Data records.

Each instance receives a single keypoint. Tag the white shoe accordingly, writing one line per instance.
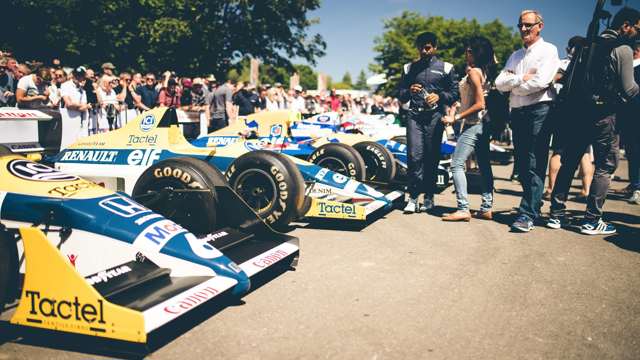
(412, 206)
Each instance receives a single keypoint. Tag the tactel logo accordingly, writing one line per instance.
(29, 170)
(147, 122)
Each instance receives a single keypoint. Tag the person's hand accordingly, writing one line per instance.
(432, 99)
(415, 88)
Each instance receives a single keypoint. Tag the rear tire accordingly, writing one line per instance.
(340, 158)
(379, 162)
(270, 184)
(8, 269)
(164, 188)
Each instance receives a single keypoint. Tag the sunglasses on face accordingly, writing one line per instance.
(527, 26)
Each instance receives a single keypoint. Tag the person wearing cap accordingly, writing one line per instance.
(170, 95)
(297, 100)
(107, 69)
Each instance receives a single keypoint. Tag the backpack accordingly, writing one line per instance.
(497, 105)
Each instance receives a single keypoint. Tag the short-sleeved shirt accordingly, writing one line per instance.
(218, 100)
(30, 88)
(148, 96)
(77, 94)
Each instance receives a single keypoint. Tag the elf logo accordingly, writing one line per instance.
(143, 157)
(64, 309)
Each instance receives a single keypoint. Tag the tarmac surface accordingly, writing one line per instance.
(412, 286)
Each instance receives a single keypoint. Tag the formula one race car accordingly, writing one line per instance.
(315, 139)
(130, 159)
(82, 259)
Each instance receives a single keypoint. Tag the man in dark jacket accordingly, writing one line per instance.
(429, 85)
(598, 118)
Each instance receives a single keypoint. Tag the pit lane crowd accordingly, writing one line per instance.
(434, 99)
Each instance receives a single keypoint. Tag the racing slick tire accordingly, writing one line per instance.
(182, 190)
(8, 269)
(379, 162)
(340, 158)
(402, 139)
(270, 184)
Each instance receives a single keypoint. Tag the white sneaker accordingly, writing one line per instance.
(412, 206)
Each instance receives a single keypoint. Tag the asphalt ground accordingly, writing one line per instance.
(412, 286)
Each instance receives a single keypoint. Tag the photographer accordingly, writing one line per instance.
(613, 88)
(430, 85)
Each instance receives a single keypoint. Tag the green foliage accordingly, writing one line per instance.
(396, 45)
(191, 37)
(361, 83)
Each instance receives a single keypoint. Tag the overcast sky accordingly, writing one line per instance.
(349, 26)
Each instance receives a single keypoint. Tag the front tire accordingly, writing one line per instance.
(182, 190)
(270, 184)
(340, 158)
(379, 162)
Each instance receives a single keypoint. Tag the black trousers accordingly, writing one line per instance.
(600, 134)
(424, 136)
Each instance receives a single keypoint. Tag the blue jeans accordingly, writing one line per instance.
(531, 135)
(473, 138)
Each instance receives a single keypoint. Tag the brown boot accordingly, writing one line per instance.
(457, 216)
(483, 215)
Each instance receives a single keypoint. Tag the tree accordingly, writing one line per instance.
(191, 37)
(395, 47)
(361, 83)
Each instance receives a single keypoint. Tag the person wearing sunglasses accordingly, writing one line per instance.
(528, 76)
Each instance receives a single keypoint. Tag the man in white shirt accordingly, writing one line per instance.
(528, 75)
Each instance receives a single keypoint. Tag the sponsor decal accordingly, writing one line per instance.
(147, 123)
(106, 275)
(145, 139)
(276, 130)
(72, 259)
(29, 170)
(335, 209)
(122, 206)
(42, 306)
(156, 235)
(143, 157)
(191, 300)
(222, 140)
(179, 174)
(323, 118)
(270, 259)
(102, 156)
(72, 189)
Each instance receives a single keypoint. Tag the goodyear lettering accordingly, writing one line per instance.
(146, 139)
(71, 189)
(179, 174)
(63, 309)
(191, 301)
(105, 276)
(143, 157)
(346, 209)
(270, 259)
(102, 156)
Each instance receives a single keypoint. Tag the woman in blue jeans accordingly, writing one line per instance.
(474, 137)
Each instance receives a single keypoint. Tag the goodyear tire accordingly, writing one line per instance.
(270, 184)
(8, 269)
(183, 190)
(340, 158)
(402, 139)
(379, 162)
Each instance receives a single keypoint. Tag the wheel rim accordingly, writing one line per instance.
(334, 164)
(257, 188)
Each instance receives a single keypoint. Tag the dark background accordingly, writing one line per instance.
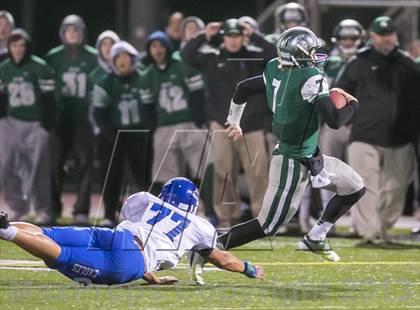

What the task requires.
Rewrite all of the items above, swapping "keypoint" for "point" and keeping everything else the same. Leave the pictures out.

Result for this task.
Each instance receives a single point. Tag the white shoe accordingly, writing one line per instance.
(412, 206)
Each instance receives a single point. Tag the tactel logo accordingly, writing one line per instance.
(29, 170)
(147, 122)
Each instance receives a single point. Tag the person's hand accordingly, writing one line per instance.
(432, 99)
(415, 88)
Each instance receives a single point. Tag the rear tire accordingly, writing one line per instance.
(340, 158)
(379, 162)
(270, 184)
(8, 269)
(164, 188)
Each instance receives a single point. Tag the sunglasses on face accordingly, writing one line per instance.
(527, 26)
Each instance receives a single point. Tag the person wearing cap accordingly, writing one line per instance.
(170, 95)
(297, 100)
(107, 69)
Each instance receives a single point. Tag the backpack accordingly, writing one line per instance.
(497, 105)
Each instance receives a single point. Tag the short-sleeved shirt accordingly, writing one line per instance.
(218, 100)
(30, 88)
(148, 96)
(77, 94)
Each instance receives a single point. Tag the elf logo accordingly, writing one line per instance.
(143, 157)
(64, 309)
Each instance receives a single point. Tag the tarmac surface accordingly, writing one line per instance.
(412, 286)
Each instance receives a single point. Tag the formula one race car accordingly, writing one line per instance.
(315, 139)
(130, 159)
(82, 259)
Each instance receives a single point. Tag the man in dark jacket accordingly, writing one line per instance.
(429, 85)
(598, 118)
Each instance receives a single point. Tag the pit lane crowd accordingly, writing one line per instance.
(434, 99)
Each instance receives a single point. Tag the racing slick tire accordingly, writing one line per instance.
(182, 190)
(8, 269)
(379, 162)
(340, 158)
(402, 139)
(270, 184)
Each instance receives a single point. Tag the white sneaker accordingly, writing one line per instance.
(412, 206)
Each instance receives a single point. Tag the asphalt ground accordingly, writing one line per instance.
(412, 286)
Each instance receives a single point. Tag the photographer accordingly, writing one line per instance.
(613, 88)
(430, 85)
Each instance receives a single point. Tag the green foliage accordingly, writing one line per instance.
(396, 45)
(191, 37)
(361, 83)
Each instance receives a single point. Tag the overcast sky accordingly, writing one line per instance.
(349, 26)
Each instance receives a single point. Tag the front tire accordingly, writing one line per instance.
(182, 190)
(270, 184)
(340, 158)
(379, 162)
Each instance receives a single point. Tag the black trousers accordingly, writing one line per instance.
(600, 134)
(424, 136)
Each instance receives a single point. Tag the blue jeans accordingly, writing one line per instance.
(531, 135)
(473, 138)
Each instance receives a single point. Tag the brown boot accordingly, writing one line per instance.
(457, 216)
(483, 215)
Each instance receives a single point. Tag the tree accordingly, writing one line per instance.
(191, 37)
(395, 47)
(361, 83)
Each instance receives a single point. Tag the person wearing sunglasses accordingly, writing one line per instance.
(528, 76)
Each instance receives a single point. Tag the man in white shirt accordingly, writing one line per instance.
(528, 75)
Each instance receives a single point. Tag the sponsor decal accordingly, writing one line per instance.
(147, 123)
(106, 275)
(145, 139)
(276, 130)
(72, 259)
(29, 170)
(335, 209)
(122, 206)
(42, 306)
(156, 235)
(143, 157)
(191, 300)
(222, 140)
(179, 174)
(323, 118)
(270, 259)
(102, 156)
(72, 189)
Each instance receives a single point. Tag the goodyear lettering accordingly, writing one line per instance.
(146, 139)
(71, 189)
(179, 174)
(63, 309)
(191, 301)
(105, 276)
(143, 157)
(346, 209)
(270, 259)
(102, 156)
Each instance receives a single point. Tag the woman in blue jeans accordingly, writing one line per instance.
(474, 137)
Each instance receives a single point. Tag the goodyear tire accordingly, writing one line per instance.
(270, 184)
(8, 269)
(183, 190)
(340, 158)
(402, 139)
(379, 162)
Each instance receives a single point. Tag the wheel rim accordingly, writing one line per instance.
(334, 164)
(257, 188)
Each instance receives a single point. Tag the dark background accordingly, writing one line per instance.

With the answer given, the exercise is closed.